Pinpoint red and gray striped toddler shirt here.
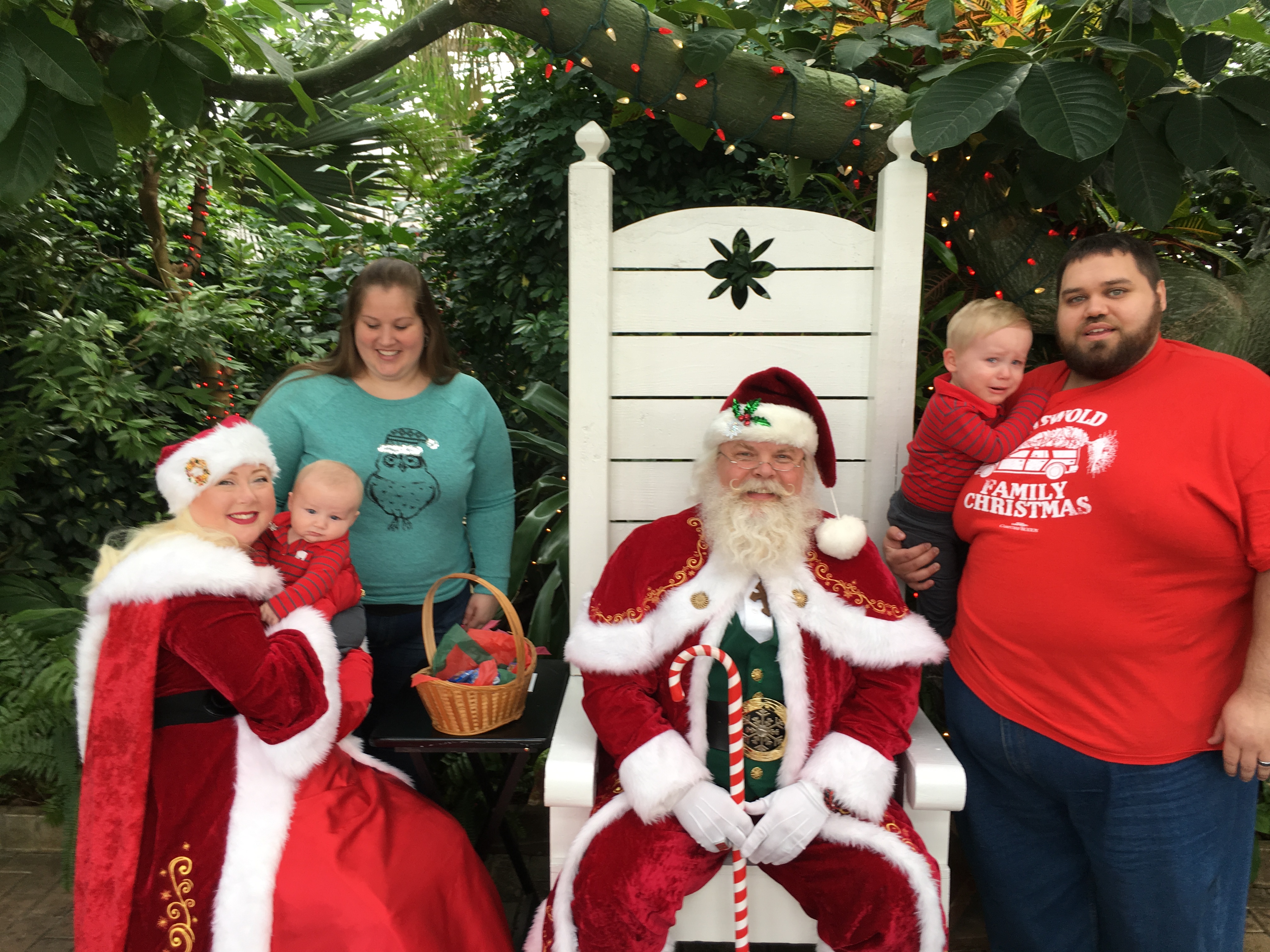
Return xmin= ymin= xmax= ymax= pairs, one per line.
xmin=899 ymin=373 xmax=1049 ymax=513
xmin=255 ymin=513 xmax=349 ymax=618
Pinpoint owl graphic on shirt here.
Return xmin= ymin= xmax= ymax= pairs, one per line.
xmin=366 ymin=428 xmax=441 ymax=532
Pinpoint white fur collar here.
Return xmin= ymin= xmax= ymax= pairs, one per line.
xmin=565 ymin=558 xmax=946 ymax=677
xmin=88 ymin=533 xmax=282 ymax=614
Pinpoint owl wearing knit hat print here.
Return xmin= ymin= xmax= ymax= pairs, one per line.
xmin=366 ymin=428 xmax=441 ymax=532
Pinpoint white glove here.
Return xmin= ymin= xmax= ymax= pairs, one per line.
xmin=741 ymin=781 xmax=829 ymax=866
xmin=674 ymin=781 xmax=754 ymax=853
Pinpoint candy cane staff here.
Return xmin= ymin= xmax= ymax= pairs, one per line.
xmin=526 ymin=368 xmax=945 ymax=952
xmin=668 ymin=645 xmax=749 ymax=952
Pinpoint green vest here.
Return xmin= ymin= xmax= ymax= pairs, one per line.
xmin=706 ymin=614 xmax=785 ymax=800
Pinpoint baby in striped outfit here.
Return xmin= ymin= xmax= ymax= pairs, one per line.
xmin=255 ymin=460 xmax=364 ymax=641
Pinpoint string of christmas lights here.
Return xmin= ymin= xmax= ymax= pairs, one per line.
xmin=536 ymin=0 xmax=883 ymax=171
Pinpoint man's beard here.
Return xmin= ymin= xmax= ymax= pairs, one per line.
xmin=697 ymin=474 xmax=821 ymax=574
xmin=1058 ymin=303 xmax=1163 ymax=380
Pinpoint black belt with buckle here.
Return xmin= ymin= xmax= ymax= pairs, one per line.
xmin=155 ymin=688 xmax=237 ymax=730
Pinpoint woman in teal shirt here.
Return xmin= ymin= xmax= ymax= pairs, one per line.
xmin=253 ymin=258 xmax=514 ymax=767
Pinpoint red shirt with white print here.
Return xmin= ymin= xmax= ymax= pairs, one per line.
xmin=950 ymin=340 xmax=1270 ymax=764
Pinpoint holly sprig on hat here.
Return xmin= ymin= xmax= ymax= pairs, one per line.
xmin=731 ymin=397 xmax=772 ymax=427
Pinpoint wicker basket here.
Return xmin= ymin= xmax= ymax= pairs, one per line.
xmin=415 ymin=572 xmax=539 ymax=738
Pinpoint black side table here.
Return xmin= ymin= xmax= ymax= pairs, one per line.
xmin=371 ymin=658 xmax=569 ymax=903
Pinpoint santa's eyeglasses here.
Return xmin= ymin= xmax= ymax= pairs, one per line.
xmin=719 ymin=452 xmax=803 ymax=472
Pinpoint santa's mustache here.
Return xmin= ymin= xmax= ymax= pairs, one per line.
xmin=728 ymin=476 xmax=794 ymax=499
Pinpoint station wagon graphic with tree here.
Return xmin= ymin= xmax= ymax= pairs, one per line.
xmin=975 ymin=427 xmax=1116 ymax=481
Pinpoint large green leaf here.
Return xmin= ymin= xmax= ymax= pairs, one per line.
xmin=53 ymin=96 xmax=119 ymax=175
xmin=1226 ymin=113 xmax=1270 ymax=196
xmin=833 ymin=36 xmax=885 ymax=71
xmin=669 ymin=113 xmax=714 ymax=152
xmin=0 ymin=29 xmax=27 ymax=138
xmin=913 ymin=62 xmax=1034 ymax=155
xmin=1168 ymin=0 xmax=1247 ymax=27
xmin=1019 ymin=149 xmax=1104 ymax=208
xmin=922 ymin=0 xmax=956 ymax=33
xmin=109 ymin=39 xmax=163 ymax=100
xmin=88 ymin=0 xmax=149 ymax=39
xmin=243 ymin=28 xmax=296 ymax=85
xmin=1124 ymin=39 xmax=1177 ymax=99
xmin=1114 ymin=119 xmax=1182 ymax=231
xmin=683 ymin=27 xmax=746 ymax=76
xmin=1164 ymin=95 xmax=1234 ymax=170
xmin=102 ymin=93 xmax=150 ymax=147
xmin=163 ymin=0 xmax=207 ymax=37
xmin=164 ymin=37 xmax=234 ymax=82
xmin=1016 ymin=60 xmax=1125 ymax=160
xmin=0 ymin=86 xmax=57 ymax=204
xmin=1213 ymin=76 xmax=1270 ymax=123
xmin=9 ymin=6 xmax=103 ymax=105
xmin=1182 ymin=33 xmax=1234 ymax=82
xmin=146 ymin=47 xmax=203 ymax=129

• **WHAT IS REQUIRED**: Turn every line of the items above into a Markdown table with the columns Row and Line, numbering each row and skipping blank lines. Leave the pictures out of the table.

• **SOLUTION**:
| Row | Line |
|---|---|
| 1 | Pinpoint red and gray striped toddler shirt here. |
| 2 | Return xmin= ymin= xmax= ymax= pairs, one per line. |
| 3 | xmin=899 ymin=373 xmax=1049 ymax=513 |
| 4 | xmin=255 ymin=513 xmax=349 ymax=618 |
| 5 | Pinpoint owl graphic on shirt here. |
| 6 | Return xmin= ymin= xmax= ymax= pairs, one per line. |
| 7 | xmin=366 ymin=428 xmax=441 ymax=532 |
| 8 | Pinpoint white fur collar here. |
| 9 | Return xmin= ymin= xmax= ymax= pairs, one per line. |
| 10 | xmin=565 ymin=558 xmax=946 ymax=677 |
| 11 | xmin=88 ymin=533 xmax=282 ymax=614 |
| 12 | Pinpoint owl wearing knit hat print here. |
| 13 | Return xmin= ymin= xmax= ymax= pairs, one per line. |
| 14 | xmin=366 ymin=428 xmax=441 ymax=532 |
| 15 | Pinpoint white glove here. |
| 16 | Return xmin= ymin= xmax= ymax= pairs, one per line. |
| 17 | xmin=741 ymin=781 xmax=829 ymax=866 |
| 18 | xmin=674 ymin=781 xmax=754 ymax=853 |
| 19 | Pinpoint candy cane staff here. |
| 20 | Return xmin= ymin= xmax= ymax= pairs, one per line. |
| 21 | xmin=526 ymin=368 xmax=945 ymax=952 |
| 22 | xmin=668 ymin=645 xmax=749 ymax=952 |
| 23 | Pinpoint green vest here. |
| 24 | Return xmin= ymin= xmax= ymax= pairs, one per line. |
| 25 | xmin=706 ymin=614 xmax=785 ymax=800 |
| 26 | Pinpoint baby in striped outfit here. |
| 27 | Return xmin= ymin= xmax= ymax= pairs, one per line. |
| 28 | xmin=255 ymin=460 xmax=364 ymax=641 |
| 29 | Pinpoint string of christmas lights here. |
| 30 | Return xmin= ymin= xmax= ymax= pairs, one per line. |
| 31 | xmin=536 ymin=0 xmax=883 ymax=171 |
| 32 | Pinpoint man's beard here. |
| 33 | Return xmin= ymin= xmax= ymax= pairs, one per line. |
| 34 | xmin=697 ymin=474 xmax=821 ymax=574 |
| 35 | xmin=1058 ymin=303 xmax=1163 ymax=380 |
| 36 | Pinpoint black belt with buckle here. |
| 37 | Return xmin= ymin= xmax= ymax= pairs, one per line. |
| 38 | xmin=155 ymin=688 xmax=237 ymax=730 |
| 39 | Pinpoint woman in teal shirt here. |
| 40 | Return xmin= ymin= xmax= ymax= pairs, one per line. |
| 41 | xmin=253 ymin=258 xmax=514 ymax=767 |
| 42 | Pinpoint red shirt with white print here. |
| 43 | Return xmin= ymin= xmax= ymax= pairs, one per line. |
| 44 | xmin=950 ymin=340 xmax=1270 ymax=764 |
| 45 | Pinpoint holly sprig on hat here. |
| 46 | Return xmin= ymin= xmax= ymax= pairs, one per line. |
| 47 | xmin=731 ymin=397 xmax=772 ymax=427 |
| 48 | Pinpoint wicker basket here. |
| 49 | Return xmin= ymin= xmax= ymax= pairs, one per line. |
| 50 | xmin=415 ymin=572 xmax=539 ymax=738 |
| 51 | Pinpoint black side table here. |
| 52 | Return xmin= ymin= xmax= ymax= pairs, one per line. |
| 53 | xmin=371 ymin=658 xmax=569 ymax=903 |
| 54 | Pinpoint santa's eyeglasses here. |
| 55 | Return xmin= ymin= xmax= ymax= pairs, one per line. |
| 56 | xmin=719 ymin=452 xmax=803 ymax=472 |
| 57 | Pinpoint santa's mustache here. |
| 58 | Return xmin= ymin= xmax= ymax= pairs, one per line. |
| 59 | xmin=728 ymin=476 xmax=794 ymax=499 |
| 60 | Pinpoint station wagon graphic with tree here. |
| 61 | Return xmin= ymin= xmax= ymax= pairs, one per line. |
| 62 | xmin=975 ymin=427 xmax=1116 ymax=481 |
| 63 | Pinpoint large green leaf here. |
| 64 | Return xmin= ymin= xmax= ymax= pairs, one per line. |
| 65 | xmin=53 ymin=96 xmax=119 ymax=175 |
| 66 | xmin=1226 ymin=113 xmax=1270 ymax=196 |
| 67 | xmin=833 ymin=36 xmax=885 ymax=71 |
| 68 | xmin=669 ymin=113 xmax=714 ymax=152 |
| 69 | xmin=0 ymin=29 xmax=27 ymax=138 |
| 70 | xmin=913 ymin=62 xmax=1034 ymax=155 |
| 71 | xmin=1168 ymin=0 xmax=1247 ymax=27 |
| 72 | xmin=1019 ymin=149 xmax=1104 ymax=208 |
| 73 | xmin=922 ymin=0 xmax=956 ymax=33 |
| 74 | xmin=109 ymin=39 xmax=163 ymax=100 |
| 75 | xmin=88 ymin=0 xmax=149 ymax=39 |
| 76 | xmin=243 ymin=28 xmax=296 ymax=85 |
| 77 | xmin=1124 ymin=39 xmax=1177 ymax=99 |
| 78 | xmin=1114 ymin=119 xmax=1182 ymax=231 |
| 79 | xmin=683 ymin=27 xmax=746 ymax=76 |
| 80 | xmin=1164 ymin=95 xmax=1234 ymax=170 |
| 81 | xmin=102 ymin=93 xmax=150 ymax=147 |
| 82 | xmin=163 ymin=0 xmax=207 ymax=37 |
| 83 | xmin=164 ymin=37 xmax=234 ymax=82 |
| 84 | xmin=1016 ymin=60 xmax=1125 ymax=160 |
| 85 | xmin=0 ymin=86 xmax=57 ymax=204 |
| 86 | xmin=1213 ymin=76 xmax=1270 ymax=123 |
| 87 | xmin=9 ymin=6 xmax=103 ymax=105 |
| 88 | xmin=1182 ymin=33 xmax=1234 ymax=82 |
| 89 | xmin=146 ymin=47 xmax=203 ymax=129 |